Data in this exercise:

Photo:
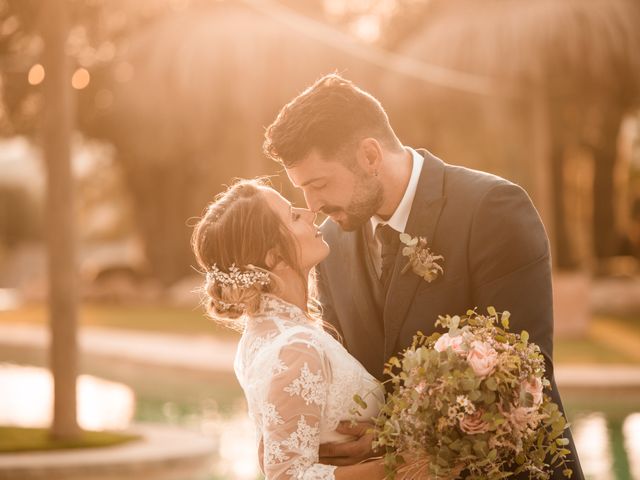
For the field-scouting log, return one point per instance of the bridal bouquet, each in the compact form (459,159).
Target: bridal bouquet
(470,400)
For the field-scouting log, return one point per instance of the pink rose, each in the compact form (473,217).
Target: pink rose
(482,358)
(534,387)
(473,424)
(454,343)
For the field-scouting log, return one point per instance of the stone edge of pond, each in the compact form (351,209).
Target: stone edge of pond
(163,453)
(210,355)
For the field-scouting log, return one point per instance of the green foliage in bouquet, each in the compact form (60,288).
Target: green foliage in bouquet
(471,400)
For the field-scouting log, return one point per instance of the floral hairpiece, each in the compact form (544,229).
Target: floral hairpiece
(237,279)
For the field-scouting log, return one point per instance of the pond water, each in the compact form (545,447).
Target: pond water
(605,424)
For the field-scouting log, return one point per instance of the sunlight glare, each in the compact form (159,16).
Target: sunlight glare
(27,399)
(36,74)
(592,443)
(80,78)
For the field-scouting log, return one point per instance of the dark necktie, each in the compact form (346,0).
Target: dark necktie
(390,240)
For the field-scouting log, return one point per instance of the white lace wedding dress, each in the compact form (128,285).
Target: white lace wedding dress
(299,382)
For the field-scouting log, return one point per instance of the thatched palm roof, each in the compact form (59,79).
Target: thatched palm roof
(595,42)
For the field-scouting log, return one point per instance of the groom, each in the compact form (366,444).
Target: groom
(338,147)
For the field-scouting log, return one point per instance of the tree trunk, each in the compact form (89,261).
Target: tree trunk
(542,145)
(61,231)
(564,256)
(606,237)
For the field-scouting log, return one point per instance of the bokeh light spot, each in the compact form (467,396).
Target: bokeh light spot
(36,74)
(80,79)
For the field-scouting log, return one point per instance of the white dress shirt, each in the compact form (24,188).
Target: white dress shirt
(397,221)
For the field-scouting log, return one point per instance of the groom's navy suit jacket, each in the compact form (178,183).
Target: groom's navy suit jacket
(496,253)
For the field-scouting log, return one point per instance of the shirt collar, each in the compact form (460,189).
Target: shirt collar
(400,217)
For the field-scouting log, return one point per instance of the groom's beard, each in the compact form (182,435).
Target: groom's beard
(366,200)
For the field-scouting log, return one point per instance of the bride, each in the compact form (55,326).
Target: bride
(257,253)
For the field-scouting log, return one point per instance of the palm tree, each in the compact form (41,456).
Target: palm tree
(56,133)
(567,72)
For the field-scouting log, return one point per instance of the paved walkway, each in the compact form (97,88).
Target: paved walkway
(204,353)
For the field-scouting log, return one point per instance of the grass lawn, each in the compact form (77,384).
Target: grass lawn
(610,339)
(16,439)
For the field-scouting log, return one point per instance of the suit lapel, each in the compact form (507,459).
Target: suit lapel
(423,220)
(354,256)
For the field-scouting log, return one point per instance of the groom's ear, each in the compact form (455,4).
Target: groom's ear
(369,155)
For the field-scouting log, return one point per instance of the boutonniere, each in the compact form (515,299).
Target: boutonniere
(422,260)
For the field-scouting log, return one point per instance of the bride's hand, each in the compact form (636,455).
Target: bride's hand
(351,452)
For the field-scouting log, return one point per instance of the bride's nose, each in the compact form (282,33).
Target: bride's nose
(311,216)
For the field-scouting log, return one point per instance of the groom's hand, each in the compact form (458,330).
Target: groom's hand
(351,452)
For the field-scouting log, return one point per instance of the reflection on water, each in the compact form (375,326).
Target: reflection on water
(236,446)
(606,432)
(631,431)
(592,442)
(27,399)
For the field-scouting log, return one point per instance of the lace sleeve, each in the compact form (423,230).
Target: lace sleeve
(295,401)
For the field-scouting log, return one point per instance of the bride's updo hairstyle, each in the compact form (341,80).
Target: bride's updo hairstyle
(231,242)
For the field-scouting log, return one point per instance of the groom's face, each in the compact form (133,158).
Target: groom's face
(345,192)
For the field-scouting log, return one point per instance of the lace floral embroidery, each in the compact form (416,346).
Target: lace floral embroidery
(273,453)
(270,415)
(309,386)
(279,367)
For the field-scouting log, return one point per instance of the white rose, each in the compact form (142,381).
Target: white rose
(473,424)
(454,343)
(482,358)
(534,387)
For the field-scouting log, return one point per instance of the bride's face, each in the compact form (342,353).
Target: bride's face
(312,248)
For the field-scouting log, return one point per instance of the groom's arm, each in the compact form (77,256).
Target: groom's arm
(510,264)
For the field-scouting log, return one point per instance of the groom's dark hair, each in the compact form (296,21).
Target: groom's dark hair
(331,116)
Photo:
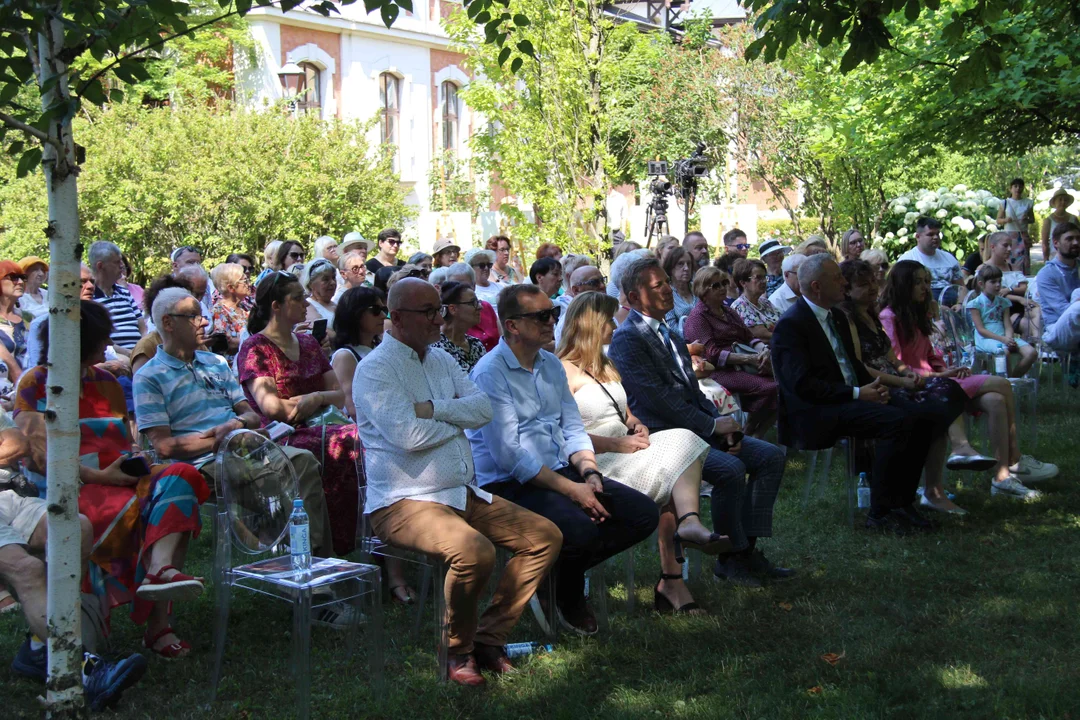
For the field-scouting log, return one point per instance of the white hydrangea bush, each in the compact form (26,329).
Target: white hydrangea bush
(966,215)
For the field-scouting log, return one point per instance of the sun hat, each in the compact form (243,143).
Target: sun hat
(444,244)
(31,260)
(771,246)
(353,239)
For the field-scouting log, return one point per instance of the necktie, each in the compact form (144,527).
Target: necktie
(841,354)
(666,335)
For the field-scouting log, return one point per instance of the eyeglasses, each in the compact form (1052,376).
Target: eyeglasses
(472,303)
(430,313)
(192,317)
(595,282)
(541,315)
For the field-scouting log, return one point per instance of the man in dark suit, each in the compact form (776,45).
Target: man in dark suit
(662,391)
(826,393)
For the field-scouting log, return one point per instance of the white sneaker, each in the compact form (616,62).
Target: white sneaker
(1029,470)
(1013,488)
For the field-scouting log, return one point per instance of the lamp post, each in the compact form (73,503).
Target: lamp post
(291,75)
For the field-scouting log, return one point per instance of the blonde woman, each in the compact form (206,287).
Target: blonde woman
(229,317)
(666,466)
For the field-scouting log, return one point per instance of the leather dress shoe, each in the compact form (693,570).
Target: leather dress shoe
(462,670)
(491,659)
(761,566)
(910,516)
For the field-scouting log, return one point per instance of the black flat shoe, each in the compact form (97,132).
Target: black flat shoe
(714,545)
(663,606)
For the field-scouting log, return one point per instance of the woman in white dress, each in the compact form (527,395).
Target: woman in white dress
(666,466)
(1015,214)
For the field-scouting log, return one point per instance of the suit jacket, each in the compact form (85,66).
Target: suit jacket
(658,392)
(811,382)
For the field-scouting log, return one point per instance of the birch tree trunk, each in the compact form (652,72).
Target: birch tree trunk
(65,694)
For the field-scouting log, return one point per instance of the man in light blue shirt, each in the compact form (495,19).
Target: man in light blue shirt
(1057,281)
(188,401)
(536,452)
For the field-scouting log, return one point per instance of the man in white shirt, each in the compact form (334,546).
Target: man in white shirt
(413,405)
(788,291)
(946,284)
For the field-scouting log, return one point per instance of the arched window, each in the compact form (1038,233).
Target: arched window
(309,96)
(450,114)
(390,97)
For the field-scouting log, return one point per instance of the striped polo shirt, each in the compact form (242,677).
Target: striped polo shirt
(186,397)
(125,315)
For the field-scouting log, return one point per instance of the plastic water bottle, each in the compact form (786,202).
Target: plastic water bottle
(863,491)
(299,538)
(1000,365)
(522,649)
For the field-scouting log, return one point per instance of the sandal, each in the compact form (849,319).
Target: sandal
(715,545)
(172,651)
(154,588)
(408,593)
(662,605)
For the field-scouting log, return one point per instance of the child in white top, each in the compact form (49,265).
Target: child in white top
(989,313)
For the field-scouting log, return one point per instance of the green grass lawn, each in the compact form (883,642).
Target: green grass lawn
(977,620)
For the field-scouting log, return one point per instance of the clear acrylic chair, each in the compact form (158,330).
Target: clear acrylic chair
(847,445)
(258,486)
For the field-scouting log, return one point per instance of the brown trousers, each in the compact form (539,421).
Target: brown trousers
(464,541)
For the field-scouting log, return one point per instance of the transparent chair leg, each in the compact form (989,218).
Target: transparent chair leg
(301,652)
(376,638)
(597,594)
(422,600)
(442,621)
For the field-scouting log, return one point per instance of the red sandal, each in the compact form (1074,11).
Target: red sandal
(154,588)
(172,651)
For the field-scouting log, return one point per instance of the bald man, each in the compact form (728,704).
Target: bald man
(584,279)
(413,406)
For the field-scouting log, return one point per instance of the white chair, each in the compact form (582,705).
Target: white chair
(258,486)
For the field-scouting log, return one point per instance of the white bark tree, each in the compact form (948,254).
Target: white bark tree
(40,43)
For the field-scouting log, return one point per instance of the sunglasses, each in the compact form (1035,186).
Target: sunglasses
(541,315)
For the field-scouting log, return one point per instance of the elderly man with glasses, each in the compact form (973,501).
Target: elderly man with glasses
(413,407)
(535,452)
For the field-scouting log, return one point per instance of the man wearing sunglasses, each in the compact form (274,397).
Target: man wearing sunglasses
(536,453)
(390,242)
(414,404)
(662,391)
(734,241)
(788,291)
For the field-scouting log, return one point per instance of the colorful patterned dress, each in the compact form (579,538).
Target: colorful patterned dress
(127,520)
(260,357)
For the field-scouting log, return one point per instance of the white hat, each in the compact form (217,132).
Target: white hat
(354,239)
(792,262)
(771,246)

What needs to be done: Scan the listing above for the line that has "compact form (416,346).", then copy exactly from that line through the line that has "compact form (296,21).".

Output:
For the field-scouting log, return one point per instance of the lace floral embroidery, each in the compact form (416,346).
Target: lace floral embroidery
(273,453)
(270,415)
(309,386)
(279,367)
For the field-scouting log, return one point per instance of the white rose, each in the compact form (142,381).
Target: white rose
(473,424)
(454,343)
(482,358)
(534,387)
For the field-scouting log, return one point per instance of the bride's face, each in the compact form (342,353).
Target: bride's face
(312,248)
For the field-scouting log, return one point per instance of the groom's arm, each in the compact form (77,256).
Target: groom's arm
(510,264)
For the field-scouting log, return one point per instance of the groom's dark hair, each in the compact form (296,21).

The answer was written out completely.